Source =>

------------------------------------------------------------

Live album by The Rockfords
- Released: December 28, 2003
- Recorded: December 13, 2003, Crocodile Cafe, Seattle, Washington
- Genre: Alternative rock
- Length: 84:19
- Language: English
- Label: Kufala

The Rockfords chronology
| The Rockfords (2000) | Live Seattle, WA 12/13/03 (2003) | Waiting... (2004) |

= Live Seattle, WA 12/13/03 =

Live Seattle, WA 12/13/03 is a two-disc live album by the American rock band The Rockfords. It was released on December 28, 2003 through Kufala Recordings.

==Overview==
The Rockfords features members of Goodness and Pearl Jam. The album was recorded on December 13, 2003 at the Crocodile Cafe in Seattle, Washington. The songs performed at the concert come from the band's debut album, The Rockfords, as well as the EP Waiting..., which was released in early 2004. The album was released through Kufala Recordings in 2003.

------------------------------------------------------------

Provided records =>
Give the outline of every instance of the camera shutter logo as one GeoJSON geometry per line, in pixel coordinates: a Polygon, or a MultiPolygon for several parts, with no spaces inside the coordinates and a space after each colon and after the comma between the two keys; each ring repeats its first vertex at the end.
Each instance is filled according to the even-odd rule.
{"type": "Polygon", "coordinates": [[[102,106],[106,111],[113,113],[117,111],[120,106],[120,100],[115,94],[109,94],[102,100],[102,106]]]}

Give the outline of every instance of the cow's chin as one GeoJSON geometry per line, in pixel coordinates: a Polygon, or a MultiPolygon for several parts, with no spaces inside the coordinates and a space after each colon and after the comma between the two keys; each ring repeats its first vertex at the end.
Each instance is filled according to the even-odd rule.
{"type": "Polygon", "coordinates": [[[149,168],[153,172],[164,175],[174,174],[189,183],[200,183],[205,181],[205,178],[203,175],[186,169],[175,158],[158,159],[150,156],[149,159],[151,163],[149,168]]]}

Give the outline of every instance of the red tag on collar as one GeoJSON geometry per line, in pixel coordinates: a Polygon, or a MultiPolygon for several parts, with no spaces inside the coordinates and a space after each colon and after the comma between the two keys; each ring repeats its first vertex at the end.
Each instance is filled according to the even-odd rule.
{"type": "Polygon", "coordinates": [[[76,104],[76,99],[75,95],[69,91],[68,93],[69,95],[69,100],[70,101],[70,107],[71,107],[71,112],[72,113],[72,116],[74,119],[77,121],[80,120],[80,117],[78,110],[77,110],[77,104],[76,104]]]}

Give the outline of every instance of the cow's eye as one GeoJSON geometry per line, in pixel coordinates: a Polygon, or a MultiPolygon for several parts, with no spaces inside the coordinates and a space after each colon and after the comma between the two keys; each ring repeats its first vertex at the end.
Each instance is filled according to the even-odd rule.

------------------------------------------------------------

Work instructions =>
• A. Translate this sentence from the text on the Rockfords live album into Spanish: "The album was recorded on December 13, 2003 at the Crocodile Cafe in Seattle, Washington."
• B. According to the text on the Rockfords live album, The Rockfords features members of which bands?
• C. From the text on the Rockfords live album, retype the part that opens with the words containing "Live Seattle, WA 12/13/03 is" and closes with "through Kufala Recordings.".

Expected answers =>
• A. El álbum se grabó el 13 de diciembre de 2003 en el Crocodile Cafe de Seattle, Washington.

• B. Goodness and Pearl Jam.

• C.
Live Seattle, WA 12/13/03 is a two-disc live album by the American rock band The Rockfords. It was released on December 28, 2003 through Kufala Recordings.